### [WRITTEN REQUEST]
Return, unchanged, the lines of the records below from the line with "is the broom" to the line with "top-left (0, 0), bottom-right (893, 503)", including both of those lines.

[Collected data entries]
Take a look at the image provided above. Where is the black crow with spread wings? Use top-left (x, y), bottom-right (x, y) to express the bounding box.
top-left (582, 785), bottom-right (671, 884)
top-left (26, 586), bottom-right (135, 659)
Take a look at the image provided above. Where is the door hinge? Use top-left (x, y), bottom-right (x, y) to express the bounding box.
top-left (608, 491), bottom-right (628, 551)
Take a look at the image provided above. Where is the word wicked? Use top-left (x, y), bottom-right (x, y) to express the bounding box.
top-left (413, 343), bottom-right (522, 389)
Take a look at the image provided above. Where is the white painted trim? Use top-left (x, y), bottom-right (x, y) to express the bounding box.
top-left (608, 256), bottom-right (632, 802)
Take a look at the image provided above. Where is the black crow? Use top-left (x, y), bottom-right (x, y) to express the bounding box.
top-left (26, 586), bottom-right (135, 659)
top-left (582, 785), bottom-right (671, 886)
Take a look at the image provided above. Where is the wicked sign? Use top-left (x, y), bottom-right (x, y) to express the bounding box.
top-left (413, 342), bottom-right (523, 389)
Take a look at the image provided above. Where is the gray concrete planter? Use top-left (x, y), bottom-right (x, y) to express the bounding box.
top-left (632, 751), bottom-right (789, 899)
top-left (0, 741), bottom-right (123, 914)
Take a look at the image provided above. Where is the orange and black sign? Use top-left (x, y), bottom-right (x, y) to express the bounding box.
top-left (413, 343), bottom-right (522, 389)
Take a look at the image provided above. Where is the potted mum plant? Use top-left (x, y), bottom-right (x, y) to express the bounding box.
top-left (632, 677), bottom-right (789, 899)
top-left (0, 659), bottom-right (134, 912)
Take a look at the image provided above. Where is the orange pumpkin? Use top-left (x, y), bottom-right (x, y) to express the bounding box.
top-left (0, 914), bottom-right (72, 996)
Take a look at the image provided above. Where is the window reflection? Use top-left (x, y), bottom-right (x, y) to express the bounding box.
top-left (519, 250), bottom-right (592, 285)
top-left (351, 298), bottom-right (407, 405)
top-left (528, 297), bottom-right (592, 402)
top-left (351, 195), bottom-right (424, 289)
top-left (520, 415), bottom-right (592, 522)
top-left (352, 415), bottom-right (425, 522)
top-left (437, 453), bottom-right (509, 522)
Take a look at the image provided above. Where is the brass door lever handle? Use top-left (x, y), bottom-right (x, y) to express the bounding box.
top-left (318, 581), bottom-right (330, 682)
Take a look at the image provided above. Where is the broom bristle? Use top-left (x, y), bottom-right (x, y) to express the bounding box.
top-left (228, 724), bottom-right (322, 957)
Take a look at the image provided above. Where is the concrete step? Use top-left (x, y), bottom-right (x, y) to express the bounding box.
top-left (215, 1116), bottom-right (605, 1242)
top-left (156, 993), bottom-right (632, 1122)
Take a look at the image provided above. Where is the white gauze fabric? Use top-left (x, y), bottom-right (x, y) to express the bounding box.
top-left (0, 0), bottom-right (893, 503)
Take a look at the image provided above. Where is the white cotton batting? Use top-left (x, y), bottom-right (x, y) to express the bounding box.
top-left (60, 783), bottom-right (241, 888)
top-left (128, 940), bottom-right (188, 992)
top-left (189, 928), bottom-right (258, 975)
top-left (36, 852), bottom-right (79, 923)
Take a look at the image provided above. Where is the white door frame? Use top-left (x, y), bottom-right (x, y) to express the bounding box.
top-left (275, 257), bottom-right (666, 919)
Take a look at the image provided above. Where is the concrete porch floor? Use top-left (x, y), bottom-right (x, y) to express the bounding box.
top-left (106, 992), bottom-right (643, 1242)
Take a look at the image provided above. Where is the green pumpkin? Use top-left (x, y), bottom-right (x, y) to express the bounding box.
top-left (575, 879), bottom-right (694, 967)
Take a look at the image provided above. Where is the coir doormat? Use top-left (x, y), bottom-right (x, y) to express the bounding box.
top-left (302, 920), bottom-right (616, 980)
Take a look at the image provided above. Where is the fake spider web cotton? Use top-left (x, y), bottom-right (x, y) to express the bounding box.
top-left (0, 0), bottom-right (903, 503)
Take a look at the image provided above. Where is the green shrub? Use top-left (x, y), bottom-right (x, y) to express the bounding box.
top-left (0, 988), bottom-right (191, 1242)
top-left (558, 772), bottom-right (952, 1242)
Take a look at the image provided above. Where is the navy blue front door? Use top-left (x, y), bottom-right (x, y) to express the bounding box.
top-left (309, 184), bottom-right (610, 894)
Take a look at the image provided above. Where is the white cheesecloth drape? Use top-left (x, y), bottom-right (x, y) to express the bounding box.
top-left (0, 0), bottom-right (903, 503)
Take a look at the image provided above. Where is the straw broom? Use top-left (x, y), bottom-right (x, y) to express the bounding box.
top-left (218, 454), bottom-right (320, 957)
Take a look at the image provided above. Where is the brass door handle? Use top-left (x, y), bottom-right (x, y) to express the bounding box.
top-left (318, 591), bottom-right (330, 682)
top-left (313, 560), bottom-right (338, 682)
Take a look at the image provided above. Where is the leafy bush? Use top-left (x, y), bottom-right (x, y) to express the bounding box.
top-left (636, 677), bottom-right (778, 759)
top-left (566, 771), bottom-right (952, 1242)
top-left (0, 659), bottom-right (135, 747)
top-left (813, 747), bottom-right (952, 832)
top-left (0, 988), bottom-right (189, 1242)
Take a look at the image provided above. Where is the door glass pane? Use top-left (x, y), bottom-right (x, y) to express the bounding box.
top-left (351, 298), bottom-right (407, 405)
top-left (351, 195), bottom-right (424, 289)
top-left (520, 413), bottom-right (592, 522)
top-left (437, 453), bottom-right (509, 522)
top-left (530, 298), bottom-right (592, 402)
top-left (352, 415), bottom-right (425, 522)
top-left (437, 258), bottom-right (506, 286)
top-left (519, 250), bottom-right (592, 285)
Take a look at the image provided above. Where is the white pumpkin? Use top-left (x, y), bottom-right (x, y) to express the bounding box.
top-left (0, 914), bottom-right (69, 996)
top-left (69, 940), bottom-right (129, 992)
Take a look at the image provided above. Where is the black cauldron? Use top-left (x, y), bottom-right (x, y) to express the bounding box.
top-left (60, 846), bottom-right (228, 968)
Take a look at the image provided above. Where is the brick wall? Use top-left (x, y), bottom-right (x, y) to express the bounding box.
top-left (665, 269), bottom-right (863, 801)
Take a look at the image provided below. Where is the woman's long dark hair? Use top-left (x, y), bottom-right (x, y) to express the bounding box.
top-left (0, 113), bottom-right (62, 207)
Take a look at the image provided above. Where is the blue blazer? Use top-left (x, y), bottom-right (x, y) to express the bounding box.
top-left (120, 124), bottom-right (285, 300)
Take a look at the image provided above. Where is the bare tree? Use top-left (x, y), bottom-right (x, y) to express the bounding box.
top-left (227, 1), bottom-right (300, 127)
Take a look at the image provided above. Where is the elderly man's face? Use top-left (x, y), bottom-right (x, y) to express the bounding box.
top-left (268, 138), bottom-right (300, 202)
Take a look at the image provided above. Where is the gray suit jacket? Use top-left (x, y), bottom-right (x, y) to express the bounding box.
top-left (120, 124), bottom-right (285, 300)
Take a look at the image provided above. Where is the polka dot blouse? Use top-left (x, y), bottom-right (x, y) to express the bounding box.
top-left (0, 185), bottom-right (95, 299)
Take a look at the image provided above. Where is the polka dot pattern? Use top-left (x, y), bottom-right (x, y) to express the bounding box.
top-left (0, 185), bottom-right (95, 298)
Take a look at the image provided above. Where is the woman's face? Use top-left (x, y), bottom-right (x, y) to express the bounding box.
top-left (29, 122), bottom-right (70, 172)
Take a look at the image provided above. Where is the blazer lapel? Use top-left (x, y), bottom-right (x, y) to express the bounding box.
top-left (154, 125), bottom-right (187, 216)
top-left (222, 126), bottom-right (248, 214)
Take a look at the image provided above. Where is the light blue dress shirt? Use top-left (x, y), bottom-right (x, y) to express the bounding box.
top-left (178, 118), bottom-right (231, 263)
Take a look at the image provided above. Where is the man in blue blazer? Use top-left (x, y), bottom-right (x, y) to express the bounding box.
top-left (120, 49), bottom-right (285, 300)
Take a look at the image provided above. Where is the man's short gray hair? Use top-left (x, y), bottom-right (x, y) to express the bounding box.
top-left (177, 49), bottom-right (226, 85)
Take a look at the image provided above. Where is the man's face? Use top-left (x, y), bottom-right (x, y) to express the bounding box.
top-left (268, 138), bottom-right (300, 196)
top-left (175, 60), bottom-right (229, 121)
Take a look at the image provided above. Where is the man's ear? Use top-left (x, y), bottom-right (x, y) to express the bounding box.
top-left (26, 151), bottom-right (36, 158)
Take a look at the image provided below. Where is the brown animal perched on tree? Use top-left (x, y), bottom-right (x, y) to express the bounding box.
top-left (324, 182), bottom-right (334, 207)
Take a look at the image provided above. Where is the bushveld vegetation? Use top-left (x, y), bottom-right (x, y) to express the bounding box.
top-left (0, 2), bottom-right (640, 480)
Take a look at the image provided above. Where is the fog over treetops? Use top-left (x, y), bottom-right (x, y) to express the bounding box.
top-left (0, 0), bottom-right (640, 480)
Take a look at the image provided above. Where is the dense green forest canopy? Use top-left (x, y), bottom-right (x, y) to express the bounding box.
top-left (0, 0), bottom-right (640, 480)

### [RESPONSE FOR THIS EXERCISE]
Take a look at the image provided above. Where is the broom bristle? Use top-left (x, y), bottom-right (x, y) to express the bounding box.
top-left (228, 724), bottom-right (322, 957)
Take a look at the image provided above. Where is the concrete step? Use top-left (x, y), bottom-right (x, y) to express the bounding box.
top-left (215, 1116), bottom-right (605, 1242)
top-left (156, 993), bottom-right (632, 1122)
Take a look at the image provided above. Where is the white gauze fabric? Use top-left (x, y), bottom-right (x, y) to express the bounding box.
top-left (0, 0), bottom-right (893, 503)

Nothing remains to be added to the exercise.